→ Problem statement: Tally the lines of the records below that include the word "tray", and write down only that tally.

(Point localization data)
━━━━━━━━━━━━━━━━
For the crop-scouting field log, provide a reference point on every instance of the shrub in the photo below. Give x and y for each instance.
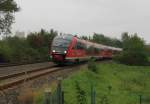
(81, 95)
(92, 66)
(134, 51)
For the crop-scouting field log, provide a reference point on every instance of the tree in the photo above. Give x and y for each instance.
(101, 39)
(134, 50)
(7, 8)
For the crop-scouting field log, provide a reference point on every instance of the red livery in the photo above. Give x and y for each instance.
(68, 48)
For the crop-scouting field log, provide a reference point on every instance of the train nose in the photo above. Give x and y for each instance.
(57, 57)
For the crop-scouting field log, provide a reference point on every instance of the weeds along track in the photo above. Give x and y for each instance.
(15, 79)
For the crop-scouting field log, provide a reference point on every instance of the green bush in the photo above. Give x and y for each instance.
(134, 51)
(92, 66)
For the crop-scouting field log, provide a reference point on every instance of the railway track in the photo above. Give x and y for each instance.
(17, 64)
(11, 80)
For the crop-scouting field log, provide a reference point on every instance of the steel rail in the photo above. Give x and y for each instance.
(23, 77)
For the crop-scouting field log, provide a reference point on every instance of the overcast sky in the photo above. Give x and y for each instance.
(110, 17)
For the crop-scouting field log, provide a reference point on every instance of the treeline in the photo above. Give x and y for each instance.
(33, 48)
(36, 46)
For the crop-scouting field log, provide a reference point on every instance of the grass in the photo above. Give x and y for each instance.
(114, 84)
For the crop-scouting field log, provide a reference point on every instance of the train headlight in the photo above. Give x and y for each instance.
(65, 52)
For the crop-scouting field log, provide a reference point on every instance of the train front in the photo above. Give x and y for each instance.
(60, 47)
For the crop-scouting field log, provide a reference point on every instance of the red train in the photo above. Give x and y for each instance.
(71, 49)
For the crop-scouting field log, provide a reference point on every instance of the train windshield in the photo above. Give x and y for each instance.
(61, 43)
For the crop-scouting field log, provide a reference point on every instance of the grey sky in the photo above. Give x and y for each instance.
(111, 17)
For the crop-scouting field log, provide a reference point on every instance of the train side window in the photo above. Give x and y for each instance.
(80, 46)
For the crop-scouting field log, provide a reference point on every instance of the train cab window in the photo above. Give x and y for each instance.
(80, 46)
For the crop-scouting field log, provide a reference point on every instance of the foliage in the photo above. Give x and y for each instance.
(92, 66)
(81, 95)
(100, 38)
(134, 50)
(7, 8)
(34, 48)
(127, 83)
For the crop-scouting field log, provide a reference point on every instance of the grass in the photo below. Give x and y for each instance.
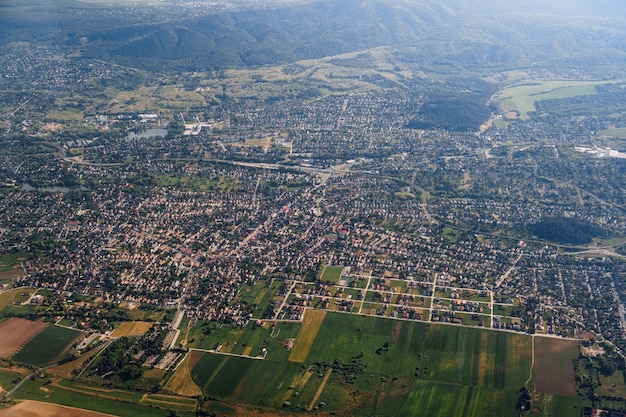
(554, 369)
(264, 382)
(47, 346)
(182, 383)
(549, 405)
(7, 377)
(613, 386)
(413, 368)
(9, 262)
(311, 325)
(170, 401)
(614, 133)
(33, 390)
(523, 98)
(65, 370)
(8, 299)
(331, 274)
(437, 399)
(132, 328)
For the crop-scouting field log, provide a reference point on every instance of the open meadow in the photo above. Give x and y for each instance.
(554, 368)
(15, 332)
(132, 328)
(522, 99)
(47, 346)
(397, 367)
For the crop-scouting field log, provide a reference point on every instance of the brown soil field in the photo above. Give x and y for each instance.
(132, 328)
(15, 332)
(181, 382)
(554, 368)
(39, 409)
(311, 325)
(65, 370)
(12, 273)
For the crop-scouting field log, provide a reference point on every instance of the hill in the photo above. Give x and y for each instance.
(443, 38)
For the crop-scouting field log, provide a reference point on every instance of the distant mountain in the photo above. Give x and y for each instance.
(487, 35)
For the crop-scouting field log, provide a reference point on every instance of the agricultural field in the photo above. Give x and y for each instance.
(132, 328)
(522, 99)
(40, 409)
(10, 268)
(331, 274)
(35, 390)
(255, 381)
(181, 382)
(554, 368)
(405, 368)
(311, 325)
(172, 402)
(15, 332)
(13, 299)
(613, 133)
(437, 399)
(47, 346)
(65, 369)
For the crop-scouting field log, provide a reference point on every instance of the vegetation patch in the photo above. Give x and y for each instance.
(614, 133)
(182, 383)
(554, 366)
(311, 325)
(437, 399)
(47, 346)
(15, 332)
(331, 274)
(172, 402)
(567, 230)
(15, 297)
(132, 328)
(522, 99)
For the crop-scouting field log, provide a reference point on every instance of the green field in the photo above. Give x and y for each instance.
(409, 367)
(331, 274)
(7, 377)
(436, 399)
(523, 98)
(47, 346)
(8, 262)
(614, 133)
(34, 390)
(246, 380)
(12, 300)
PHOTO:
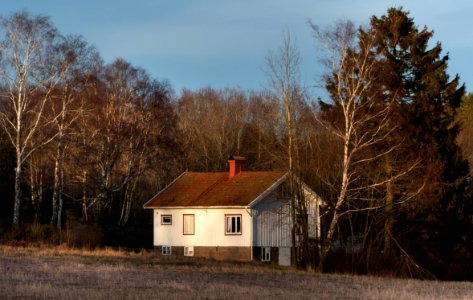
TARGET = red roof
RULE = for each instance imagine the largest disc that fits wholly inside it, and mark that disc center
(214, 189)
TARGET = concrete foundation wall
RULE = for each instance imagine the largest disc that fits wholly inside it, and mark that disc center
(217, 253)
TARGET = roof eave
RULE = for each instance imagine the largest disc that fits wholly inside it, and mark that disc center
(268, 190)
(201, 207)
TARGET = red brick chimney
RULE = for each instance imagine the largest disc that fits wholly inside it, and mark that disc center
(235, 164)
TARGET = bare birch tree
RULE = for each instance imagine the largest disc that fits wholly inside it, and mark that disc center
(74, 61)
(27, 81)
(363, 122)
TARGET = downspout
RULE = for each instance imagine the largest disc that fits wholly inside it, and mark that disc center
(250, 213)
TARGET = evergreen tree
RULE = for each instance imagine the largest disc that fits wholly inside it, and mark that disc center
(434, 222)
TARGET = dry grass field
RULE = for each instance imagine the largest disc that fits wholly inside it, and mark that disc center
(61, 273)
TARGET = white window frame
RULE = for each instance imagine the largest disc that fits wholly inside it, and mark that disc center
(166, 250)
(266, 254)
(189, 251)
(164, 222)
(233, 228)
(190, 230)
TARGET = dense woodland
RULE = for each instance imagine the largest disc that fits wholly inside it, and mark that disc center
(84, 143)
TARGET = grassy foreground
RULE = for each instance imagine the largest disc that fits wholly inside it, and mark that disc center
(34, 272)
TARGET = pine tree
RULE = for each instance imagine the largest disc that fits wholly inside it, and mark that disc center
(435, 220)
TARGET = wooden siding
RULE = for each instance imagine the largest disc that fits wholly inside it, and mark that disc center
(272, 221)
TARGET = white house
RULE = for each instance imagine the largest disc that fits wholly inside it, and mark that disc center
(235, 215)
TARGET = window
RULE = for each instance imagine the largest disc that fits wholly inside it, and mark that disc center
(188, 224)
(166, 220)
(266, 254)
(166, 250)
(232, 224)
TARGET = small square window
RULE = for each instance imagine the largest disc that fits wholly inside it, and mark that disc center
(188, 225)
(166, 250)
(232, 224)
(266, 254)
(166, 220)
(189, 251)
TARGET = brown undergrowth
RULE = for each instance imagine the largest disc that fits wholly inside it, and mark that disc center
(62, 272)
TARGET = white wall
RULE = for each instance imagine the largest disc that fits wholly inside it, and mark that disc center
(209, 228)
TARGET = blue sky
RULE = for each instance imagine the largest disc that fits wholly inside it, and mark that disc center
(223, 43)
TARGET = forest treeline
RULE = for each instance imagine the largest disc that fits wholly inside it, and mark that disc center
(84, 143)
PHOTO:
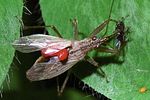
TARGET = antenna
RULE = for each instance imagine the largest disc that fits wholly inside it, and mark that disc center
(111, 7)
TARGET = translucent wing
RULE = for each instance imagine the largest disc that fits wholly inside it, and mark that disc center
(48, 70)
(37, 42)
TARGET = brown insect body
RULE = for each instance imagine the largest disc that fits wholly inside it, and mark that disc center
(54, 67)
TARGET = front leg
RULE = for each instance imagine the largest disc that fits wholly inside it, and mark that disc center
(93, 62)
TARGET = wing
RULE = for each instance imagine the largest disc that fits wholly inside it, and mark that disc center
(48, 70)
(37, 42)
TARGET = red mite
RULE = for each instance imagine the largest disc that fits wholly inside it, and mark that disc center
(61, 54)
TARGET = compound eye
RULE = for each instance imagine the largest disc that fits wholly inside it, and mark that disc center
(94, 38)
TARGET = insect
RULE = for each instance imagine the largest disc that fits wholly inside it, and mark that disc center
(142, 89)
(57, 54)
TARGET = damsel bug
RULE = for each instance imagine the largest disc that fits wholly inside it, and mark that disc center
(51, 46)
(57, 54)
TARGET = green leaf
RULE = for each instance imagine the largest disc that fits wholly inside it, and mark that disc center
(9, 29)
(127, 78)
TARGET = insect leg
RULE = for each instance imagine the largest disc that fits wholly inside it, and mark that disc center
(109, 16)
(93, 62)
(64, 83)
(75, 28)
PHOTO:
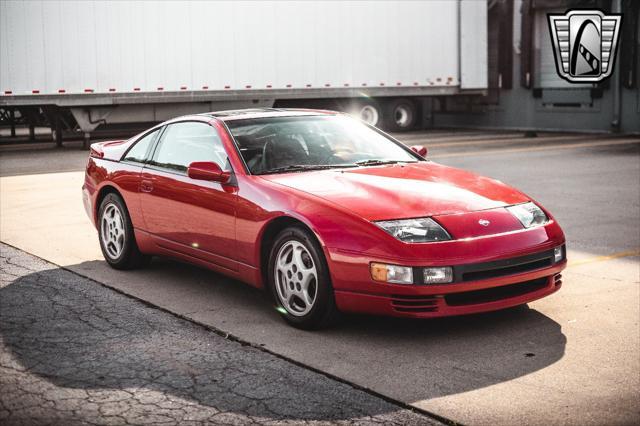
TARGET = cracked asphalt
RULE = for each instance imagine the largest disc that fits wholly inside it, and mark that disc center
(75, 352)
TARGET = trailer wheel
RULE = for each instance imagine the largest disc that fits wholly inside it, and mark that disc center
(401, 115)
(370, 113)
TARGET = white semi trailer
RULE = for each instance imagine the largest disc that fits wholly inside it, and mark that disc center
(81, 65)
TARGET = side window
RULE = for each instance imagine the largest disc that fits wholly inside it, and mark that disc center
(184, 143)
(138, 153)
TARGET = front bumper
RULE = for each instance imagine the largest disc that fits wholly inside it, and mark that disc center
(484, 279)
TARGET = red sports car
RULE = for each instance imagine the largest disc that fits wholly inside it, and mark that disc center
(327, 213)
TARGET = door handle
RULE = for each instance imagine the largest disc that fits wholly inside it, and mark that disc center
(146, 185)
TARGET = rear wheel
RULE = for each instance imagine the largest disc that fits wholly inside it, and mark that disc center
(299, 280)
(117, 239)
(400, 115)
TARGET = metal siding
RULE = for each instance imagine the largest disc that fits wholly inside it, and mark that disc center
(102, 45)
(473, 44)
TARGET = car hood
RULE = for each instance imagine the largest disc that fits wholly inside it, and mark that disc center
(403, 190)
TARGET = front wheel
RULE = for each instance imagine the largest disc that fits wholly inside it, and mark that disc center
(117, 240)
(299, 280)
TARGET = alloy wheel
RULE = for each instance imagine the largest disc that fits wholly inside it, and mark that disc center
(296, 278)
(112, 231)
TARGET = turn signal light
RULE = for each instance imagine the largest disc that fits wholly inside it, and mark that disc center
(392, 273)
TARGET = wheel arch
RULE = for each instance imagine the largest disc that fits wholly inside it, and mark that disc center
(103, 192)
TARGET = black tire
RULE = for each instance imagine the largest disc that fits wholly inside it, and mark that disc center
(324, 312)
(400, 115)
(129, 256)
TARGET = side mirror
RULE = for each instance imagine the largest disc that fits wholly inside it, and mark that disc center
(207, 170)
(420, 150)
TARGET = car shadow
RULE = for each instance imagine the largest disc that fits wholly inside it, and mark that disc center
(410, 360)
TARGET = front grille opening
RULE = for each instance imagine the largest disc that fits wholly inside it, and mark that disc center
(403, 303)
(507, 270)
(496, 293)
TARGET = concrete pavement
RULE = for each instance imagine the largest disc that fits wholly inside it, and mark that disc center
(571, 358)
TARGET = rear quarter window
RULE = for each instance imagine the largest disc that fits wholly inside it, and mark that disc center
(139, 152)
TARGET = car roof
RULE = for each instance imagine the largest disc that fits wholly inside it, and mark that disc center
(250, 113)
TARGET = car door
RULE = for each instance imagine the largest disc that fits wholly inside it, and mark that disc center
(189, 216)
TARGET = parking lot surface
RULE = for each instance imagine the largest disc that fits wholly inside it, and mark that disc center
(571, 358)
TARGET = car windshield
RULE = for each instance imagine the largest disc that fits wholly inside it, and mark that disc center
(287, 144)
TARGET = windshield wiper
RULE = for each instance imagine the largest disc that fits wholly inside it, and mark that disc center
(299, 167)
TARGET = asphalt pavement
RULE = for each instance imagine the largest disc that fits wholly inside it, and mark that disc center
(74, 352)
(571, 358)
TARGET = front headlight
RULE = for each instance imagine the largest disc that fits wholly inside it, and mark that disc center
(420, 230)
(529, 214)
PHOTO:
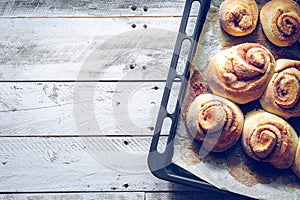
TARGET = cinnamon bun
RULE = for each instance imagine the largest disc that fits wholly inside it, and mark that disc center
(283, 92)
(241, 73)
(215, 121)
(238, 17)
(280, 21)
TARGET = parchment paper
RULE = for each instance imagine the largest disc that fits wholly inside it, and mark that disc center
(233, 170)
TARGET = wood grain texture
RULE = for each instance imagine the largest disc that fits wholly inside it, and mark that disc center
(95, 8)
(80, 108)
(69, 164)
(86, 49)
(76, 196)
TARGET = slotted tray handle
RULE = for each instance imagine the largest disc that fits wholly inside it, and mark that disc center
(160, 164)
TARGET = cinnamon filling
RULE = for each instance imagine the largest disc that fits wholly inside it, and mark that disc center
(287, 88)
(252, 65)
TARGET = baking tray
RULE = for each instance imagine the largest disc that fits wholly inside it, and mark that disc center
(162, 164)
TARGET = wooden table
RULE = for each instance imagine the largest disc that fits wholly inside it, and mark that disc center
(81, 84)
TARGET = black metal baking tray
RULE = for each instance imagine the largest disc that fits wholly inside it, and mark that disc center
(160, 164)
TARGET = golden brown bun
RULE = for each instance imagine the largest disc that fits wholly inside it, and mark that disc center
(241, 72)
(238, 17)
(269, 138)
(280, 21)
(296, 165)
(283, 92)
(216, 121)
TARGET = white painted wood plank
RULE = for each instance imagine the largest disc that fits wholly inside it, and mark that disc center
(82, 108)
(60, 164)
(207, 195)
(12, 8)
(86, 49)
(76, 196)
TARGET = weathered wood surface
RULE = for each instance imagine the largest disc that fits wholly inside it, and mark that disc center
(95, 8)
(120, 52)
(86, 49)
(191, 195)
(80, 108)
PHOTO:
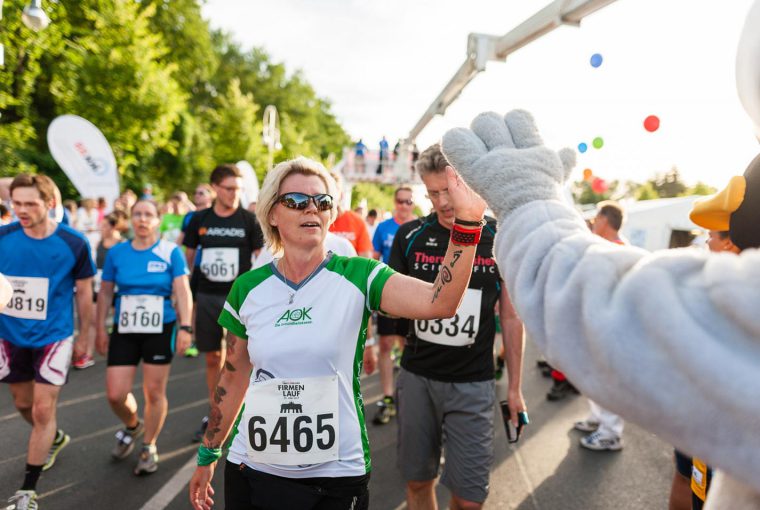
━━━━━━━━━━━━━━━━
→ Written response: 3